▶ [Document]:
•••••

So it was with the Apostolic Church. After the passing of the Apostles, bickerings, contentions, strife, rebellion grew apace and ripened in a few generations into the Great Apostasy. I should like to quote here three paragraphs from a work by Dr. Islay Burns (at one time a Professor of Church History, Free Church College, Glasgow). He writes:

It is the year 101 of the Christian era. The last of the apostles is just dead. The rich evening radiance which in his solitary min­istry had for 30 years lingered on the earth when all his compan­ions were gone, has at last passed away, and the dark night settles down again. The age of inspiration is over-that peerless century which began with the birth of Christ, and closed with the death of John-and the course of the ages descends once more to the ordi­nary level of common time.

It was with the Church now as with the disciples at Bethany, when the last gleam of the Savior’s ascending train had passed from their sight, and they [p.75] turned their faces, reluctant and sad, to the dark world again. The termination of the age of inspiration was in truth the very complement and consummation of the ascension of the Lord. The sun can then only be said to have fairly set, when his departing glory has died away from the horizon, and the chill stars shine out sharp and clear on the dun and naked sky.

That time has now fully come. The last gleam of inspired wis­dom and truth vanished from the earth with the beloved apostle’s gentle farewell, and we pass at once across the mysterious line which separates the sacred from the secular annals of the world ­the history of the apostolic age from the history of the Christian Church. (Islay Burns, The First Three Christian Centuries [London: T. Nelson and Sons, 1884], p. 49.)

So spoke Burns.

This tragic sunset rapidly deepened into twilight of not too long life, and then came the spiritual darkness of an Apostate night. For the better part of two millenniums men groped about, spiritually stum­bling one over the other, vainly seeking even a spark of spiritual light, until, on that beautiful spring morning, a century and a third ago, a pil­lar of light above the brightness of the noonday sun, gradually fell from the heavens till it enveloped a young boy in the woods praying mightily for spiritual light. As he looked up he saw two persons standing in the light above him, the Father and the Son. The morning of the Dispen­sation of the Fullness of Times had come, breaking the darkness of the long generations of spiritual night. As in the creation, light was to re­place darkness, day was to follow night.

The Church was organized, named by direct command of the Lord, “The Church of Jesus Christ of Latter-day Saints.”

•••••

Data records
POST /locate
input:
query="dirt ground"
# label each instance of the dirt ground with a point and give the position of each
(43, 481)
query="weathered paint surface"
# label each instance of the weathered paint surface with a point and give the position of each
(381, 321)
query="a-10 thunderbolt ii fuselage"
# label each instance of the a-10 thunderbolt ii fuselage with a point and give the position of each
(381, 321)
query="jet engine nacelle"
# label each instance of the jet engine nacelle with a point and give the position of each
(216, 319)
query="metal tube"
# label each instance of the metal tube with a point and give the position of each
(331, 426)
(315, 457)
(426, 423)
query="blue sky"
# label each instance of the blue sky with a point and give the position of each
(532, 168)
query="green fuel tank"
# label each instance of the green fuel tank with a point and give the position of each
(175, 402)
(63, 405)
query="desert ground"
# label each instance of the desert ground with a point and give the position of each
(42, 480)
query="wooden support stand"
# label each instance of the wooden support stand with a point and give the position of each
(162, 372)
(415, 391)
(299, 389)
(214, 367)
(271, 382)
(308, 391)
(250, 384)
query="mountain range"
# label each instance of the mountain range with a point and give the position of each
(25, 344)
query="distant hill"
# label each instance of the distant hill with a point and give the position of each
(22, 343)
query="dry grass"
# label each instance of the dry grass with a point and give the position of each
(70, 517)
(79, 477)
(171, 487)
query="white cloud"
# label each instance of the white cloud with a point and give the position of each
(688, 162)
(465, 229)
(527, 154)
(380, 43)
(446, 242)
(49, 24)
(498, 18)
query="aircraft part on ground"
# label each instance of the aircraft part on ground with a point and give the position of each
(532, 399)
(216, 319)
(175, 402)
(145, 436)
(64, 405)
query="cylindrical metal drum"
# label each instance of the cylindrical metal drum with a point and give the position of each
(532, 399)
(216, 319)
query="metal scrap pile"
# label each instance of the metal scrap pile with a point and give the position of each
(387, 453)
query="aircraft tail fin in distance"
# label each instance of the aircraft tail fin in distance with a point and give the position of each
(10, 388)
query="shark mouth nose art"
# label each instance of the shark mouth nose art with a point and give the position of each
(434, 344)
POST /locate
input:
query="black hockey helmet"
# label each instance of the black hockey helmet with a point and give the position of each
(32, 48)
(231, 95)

•••••

▶ [Your goal]: In the text above on the Apostolic Church, list the forms of discord that the text says grew after the passing of the Apostles.

▶ [The result]:
- bickerings
- contentions
- strife
- rebellion